*Texto proporcionado*.
Es cierto que la concepción de los pedagogos belgas de la noción de “público” no puede superponerse con la introducida anteriormente y guarda más bien relación con una apropiación de los temas centrales de Rancière y Agamben. No obstante, lo que me interesa destacar es que Masschelein y Simons presentan el colegio como un tercer espacio en comparación con el reino privado del hogar y la comunidad como el dominio de lo que ya es común: “Una comunidad de alumnos es una comunidad única; es una comunidad de personas que (aún) no tienen nada en común, pero al confrontar lo que se pone sobre la mesa, sus miembros pueden experimentar lo que significa compartir algo y activar su capacidad de renovar el mundo” (Masschelein y Simons, 2013, p. 73). Así, la experiencia escolar promueve un tipo de comunidad diferente gracias a la interacción con lo que se hace público, es decir, lo que se separa por el uso común y se convierte en algo para estudiar. En este sentido, el aparato escolar como lugar de estudio colectivo9 es lo que posibilita la instauración del “y” de la hendíadis conceptual (bien común y público).

A través de Masschelein y Simons podemos obtener una visión puramente pedagógica de la hendíadis conceptual como inscrita esencialmente en la propia experiencia escolar. Sin embargo, como resultado de las anteriores exploraciones en filosofía política, esta trayectoria argumentativa abordará esta constelación temática dirigiéndose a una cuestión más específica: ¿en qué sentido los profesores, como profesionales, habitan esa triangulación (privado-común-público) que reconoce los derechos de lo común sin sacrificar la importancia de lo público en su altar? ¿En qué sentido contribuyen a respaldar el vínculo que conecta y distingue el bien público y común que es la educación? ¿En qué sentido es esta la esencia de su misión como profesores?

En la siguiente sección me gustaría esbozar brevemente una versión deweyana de la triangulación de la que he hablado como el horizonte bajo el cual se sitúa la tarea de los profesores.10 Trataré de delinear la figura del profesor como un funcionario público que, precisamente en esta capacidad, se encarga de preservar el valor de la educación como un bien público y común. O, por expresarlo sucintamente: respaldar el movimiento de lo común contra el del “segundo cercamiento” no tiene por qué conducir, en el nivel educativo, a la desaparición del proyecto escolar, sino más bien a la reafirmación de la enseñanza como un servicio público11.

*Extractos de datos de cuadros delimitadores*.
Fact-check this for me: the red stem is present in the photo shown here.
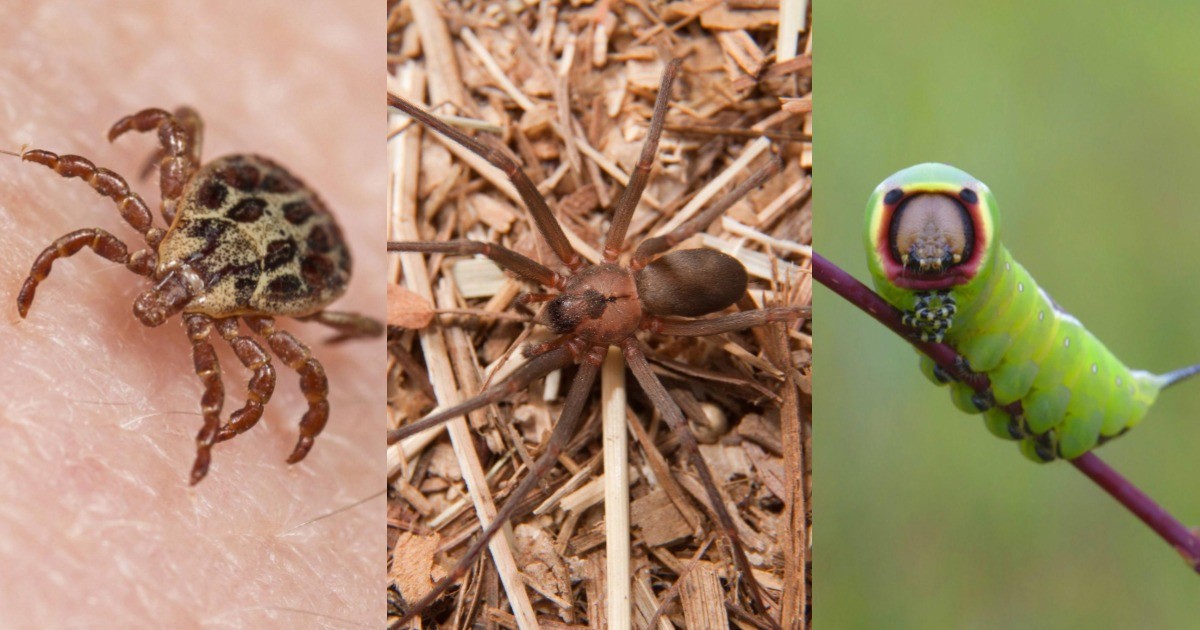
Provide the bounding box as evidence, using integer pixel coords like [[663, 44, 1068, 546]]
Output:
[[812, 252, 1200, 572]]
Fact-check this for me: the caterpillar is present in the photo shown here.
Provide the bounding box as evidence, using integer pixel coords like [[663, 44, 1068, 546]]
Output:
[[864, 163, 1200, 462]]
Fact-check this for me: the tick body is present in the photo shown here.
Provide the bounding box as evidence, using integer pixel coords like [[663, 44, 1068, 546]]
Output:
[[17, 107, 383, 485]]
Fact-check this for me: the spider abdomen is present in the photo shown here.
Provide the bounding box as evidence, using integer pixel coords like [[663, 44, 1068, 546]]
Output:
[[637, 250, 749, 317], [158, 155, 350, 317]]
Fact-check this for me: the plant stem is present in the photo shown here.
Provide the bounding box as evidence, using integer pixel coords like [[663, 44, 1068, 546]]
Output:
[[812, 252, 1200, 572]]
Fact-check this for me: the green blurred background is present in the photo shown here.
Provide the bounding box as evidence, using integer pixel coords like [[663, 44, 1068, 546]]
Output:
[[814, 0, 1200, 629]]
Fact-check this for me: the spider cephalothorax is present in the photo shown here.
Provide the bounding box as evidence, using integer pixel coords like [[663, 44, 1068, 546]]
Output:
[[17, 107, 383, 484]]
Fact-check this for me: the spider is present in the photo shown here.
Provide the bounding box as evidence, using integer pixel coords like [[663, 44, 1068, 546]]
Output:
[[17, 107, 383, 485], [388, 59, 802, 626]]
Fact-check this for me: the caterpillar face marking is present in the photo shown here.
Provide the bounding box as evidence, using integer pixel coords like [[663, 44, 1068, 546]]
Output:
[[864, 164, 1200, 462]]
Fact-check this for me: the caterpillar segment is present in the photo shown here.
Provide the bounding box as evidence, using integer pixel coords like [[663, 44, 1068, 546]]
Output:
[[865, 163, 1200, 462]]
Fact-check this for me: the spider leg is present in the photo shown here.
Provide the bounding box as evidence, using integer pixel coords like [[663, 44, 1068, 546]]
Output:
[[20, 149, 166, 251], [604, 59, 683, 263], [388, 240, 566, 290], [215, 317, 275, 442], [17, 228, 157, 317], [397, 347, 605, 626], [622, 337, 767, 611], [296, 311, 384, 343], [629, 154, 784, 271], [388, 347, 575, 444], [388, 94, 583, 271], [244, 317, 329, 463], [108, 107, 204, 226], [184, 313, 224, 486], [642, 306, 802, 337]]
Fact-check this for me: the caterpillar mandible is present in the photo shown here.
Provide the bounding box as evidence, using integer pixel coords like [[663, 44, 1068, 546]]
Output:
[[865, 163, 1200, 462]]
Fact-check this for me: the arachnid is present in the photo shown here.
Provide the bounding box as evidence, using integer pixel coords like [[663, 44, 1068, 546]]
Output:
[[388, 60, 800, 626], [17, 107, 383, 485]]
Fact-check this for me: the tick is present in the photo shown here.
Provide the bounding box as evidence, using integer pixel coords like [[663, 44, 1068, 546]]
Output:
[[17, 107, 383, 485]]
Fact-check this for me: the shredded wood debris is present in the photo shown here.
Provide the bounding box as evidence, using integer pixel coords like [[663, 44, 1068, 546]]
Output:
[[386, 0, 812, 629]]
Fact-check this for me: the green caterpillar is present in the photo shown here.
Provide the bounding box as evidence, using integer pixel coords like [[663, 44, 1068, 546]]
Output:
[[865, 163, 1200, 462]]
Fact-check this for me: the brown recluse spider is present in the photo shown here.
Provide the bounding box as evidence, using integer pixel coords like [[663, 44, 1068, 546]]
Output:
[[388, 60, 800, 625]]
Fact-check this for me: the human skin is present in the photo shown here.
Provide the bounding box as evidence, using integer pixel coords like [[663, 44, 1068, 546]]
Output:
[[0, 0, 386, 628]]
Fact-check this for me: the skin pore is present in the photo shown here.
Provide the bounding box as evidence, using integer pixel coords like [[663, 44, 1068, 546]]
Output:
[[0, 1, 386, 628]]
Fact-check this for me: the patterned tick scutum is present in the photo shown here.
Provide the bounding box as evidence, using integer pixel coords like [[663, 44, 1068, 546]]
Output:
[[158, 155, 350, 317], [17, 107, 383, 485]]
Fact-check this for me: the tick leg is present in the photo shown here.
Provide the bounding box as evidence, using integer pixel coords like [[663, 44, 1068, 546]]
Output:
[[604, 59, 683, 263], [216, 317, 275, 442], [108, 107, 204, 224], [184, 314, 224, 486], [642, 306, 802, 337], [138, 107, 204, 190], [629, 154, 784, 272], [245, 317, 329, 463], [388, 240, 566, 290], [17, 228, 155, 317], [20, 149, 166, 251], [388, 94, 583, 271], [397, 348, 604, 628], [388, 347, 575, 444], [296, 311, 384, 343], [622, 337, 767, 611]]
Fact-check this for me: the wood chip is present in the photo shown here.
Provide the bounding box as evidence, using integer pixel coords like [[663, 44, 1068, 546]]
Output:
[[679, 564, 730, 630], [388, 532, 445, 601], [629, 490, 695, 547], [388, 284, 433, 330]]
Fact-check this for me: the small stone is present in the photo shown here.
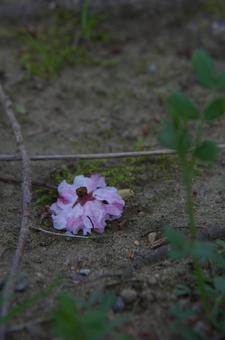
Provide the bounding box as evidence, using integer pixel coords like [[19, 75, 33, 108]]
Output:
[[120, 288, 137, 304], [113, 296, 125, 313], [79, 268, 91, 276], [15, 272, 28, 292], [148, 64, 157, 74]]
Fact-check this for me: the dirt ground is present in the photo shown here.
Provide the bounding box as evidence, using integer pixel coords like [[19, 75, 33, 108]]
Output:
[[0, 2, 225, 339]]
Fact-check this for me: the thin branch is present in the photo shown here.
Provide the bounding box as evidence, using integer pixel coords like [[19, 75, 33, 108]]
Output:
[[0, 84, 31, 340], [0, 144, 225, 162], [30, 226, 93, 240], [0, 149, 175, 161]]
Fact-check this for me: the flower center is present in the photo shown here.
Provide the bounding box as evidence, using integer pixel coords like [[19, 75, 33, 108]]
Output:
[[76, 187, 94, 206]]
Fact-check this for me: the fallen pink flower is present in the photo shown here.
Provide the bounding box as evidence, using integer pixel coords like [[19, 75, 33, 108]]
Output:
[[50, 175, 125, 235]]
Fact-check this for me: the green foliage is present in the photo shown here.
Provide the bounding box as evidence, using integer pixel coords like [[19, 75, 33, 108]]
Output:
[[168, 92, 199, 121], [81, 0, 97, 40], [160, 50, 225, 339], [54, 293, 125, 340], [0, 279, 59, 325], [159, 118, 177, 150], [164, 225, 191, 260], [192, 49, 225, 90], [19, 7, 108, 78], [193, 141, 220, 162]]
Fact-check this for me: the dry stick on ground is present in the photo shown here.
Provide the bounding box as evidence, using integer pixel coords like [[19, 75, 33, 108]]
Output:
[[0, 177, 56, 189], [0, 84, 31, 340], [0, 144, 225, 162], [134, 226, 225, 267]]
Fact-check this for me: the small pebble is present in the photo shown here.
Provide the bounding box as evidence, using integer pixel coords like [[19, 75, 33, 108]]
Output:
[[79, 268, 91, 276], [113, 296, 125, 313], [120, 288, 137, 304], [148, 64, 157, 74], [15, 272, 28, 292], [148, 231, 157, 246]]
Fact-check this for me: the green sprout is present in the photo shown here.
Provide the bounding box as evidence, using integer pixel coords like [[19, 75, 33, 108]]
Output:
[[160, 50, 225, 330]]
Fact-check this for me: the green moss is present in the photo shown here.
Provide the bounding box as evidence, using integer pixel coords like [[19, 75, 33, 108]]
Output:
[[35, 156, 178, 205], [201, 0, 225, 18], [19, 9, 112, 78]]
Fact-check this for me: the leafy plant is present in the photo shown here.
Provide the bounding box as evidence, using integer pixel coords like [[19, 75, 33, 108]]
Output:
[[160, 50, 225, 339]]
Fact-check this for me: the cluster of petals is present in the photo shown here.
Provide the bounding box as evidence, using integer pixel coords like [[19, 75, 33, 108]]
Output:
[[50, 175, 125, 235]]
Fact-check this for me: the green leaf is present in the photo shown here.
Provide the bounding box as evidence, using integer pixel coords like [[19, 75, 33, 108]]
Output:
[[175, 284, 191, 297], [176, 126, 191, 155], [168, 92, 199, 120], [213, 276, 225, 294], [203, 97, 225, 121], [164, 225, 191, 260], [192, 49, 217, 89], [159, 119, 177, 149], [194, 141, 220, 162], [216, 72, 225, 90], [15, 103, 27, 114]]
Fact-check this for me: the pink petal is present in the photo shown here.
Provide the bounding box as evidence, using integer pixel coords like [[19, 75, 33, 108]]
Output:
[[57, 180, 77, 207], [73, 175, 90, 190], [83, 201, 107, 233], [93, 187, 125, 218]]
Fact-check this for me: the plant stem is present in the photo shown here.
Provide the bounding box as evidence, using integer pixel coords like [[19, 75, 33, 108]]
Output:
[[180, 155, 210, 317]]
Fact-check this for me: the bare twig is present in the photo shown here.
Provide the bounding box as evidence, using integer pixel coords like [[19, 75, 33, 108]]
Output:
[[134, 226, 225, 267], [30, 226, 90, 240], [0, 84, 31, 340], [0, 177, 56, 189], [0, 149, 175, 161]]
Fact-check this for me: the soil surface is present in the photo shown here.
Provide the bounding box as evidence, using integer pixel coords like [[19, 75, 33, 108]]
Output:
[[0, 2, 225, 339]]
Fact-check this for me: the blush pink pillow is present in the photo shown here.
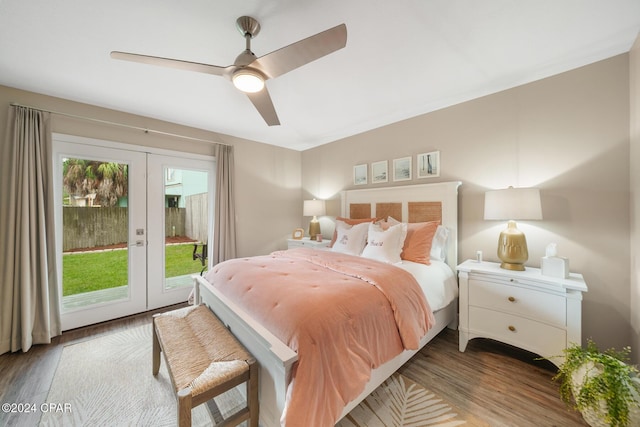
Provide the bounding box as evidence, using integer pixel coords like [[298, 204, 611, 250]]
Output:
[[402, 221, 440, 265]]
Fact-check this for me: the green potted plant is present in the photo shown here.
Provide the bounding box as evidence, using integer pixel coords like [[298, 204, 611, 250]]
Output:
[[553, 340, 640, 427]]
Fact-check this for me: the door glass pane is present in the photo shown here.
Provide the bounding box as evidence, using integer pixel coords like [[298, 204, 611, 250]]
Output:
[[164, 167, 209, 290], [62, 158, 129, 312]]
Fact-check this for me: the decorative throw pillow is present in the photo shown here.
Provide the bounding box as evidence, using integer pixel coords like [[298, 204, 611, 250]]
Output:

*Consigna A*. Duplique sin alteraciones el tramo del texto sobre la escuela y lo público que va desde "A través de" hasta "misión como profesores?".
*Consigna B*. Retome el texto sobre la escuela y lo público y continúelo a partir de su última oración.

*Respuesta escrita A*.
A través de Masschelein y Simons podemos obtener una visión puramente pedagógica de la hendíadis conceptual como inscrita esencialmente en la propia experiencia escolar. Sin embargo, como resultado de las anteriores exploraciones en filosofía política, esta trayectoria argumentativa abordará esta constelación temática dirigiéndose a una cuestión más específica: ¿en qué sentido los profesores, como profesionales, habitan esa triangulación (privado-común-público) que reconoce los derechos de lo común sin sacrificar la importancia de lo público en su altar? ¿En qué sentido contribuyen a respaldar el vínculo que conecta y distingue el bien público y común que es la educación? ¿En qué sentido es esta la esencia de su misión como profesores?

*Respuesta escrita B*.
El profesor como un funcionario público

Debemos a Philippe Meirieu (2008) una interesante reflexión sobre el profesor como un servidor público. Su punto de partida es que, “en principio, en una Escuela digna de ese nombre, un verdadero “maestro” solo puede serlo legítimamente si es un ‘servidor público’”12 (p. 1) en la medida en que13 promueve el avance del espacio privado al público. De hecho, para el pedagogo francés,

“la asociación de la autoridad del profesor con su estatus como servidor público lo libera de contingencias políticas y le permite poner en perspectiva las presiones tecnocráticas que a menudo lo acorralan. Registra su conocimiento de la materia y sus obligaciones administrativas desde una perspectiva que les da sentido. (...) En resumen, le otorga una identidad al situarlo en una valiosa verticalidad: una verticalidad que le permite escapar de la horizontalidad del mercado escolar” (Meirieu, 2008, p. 2).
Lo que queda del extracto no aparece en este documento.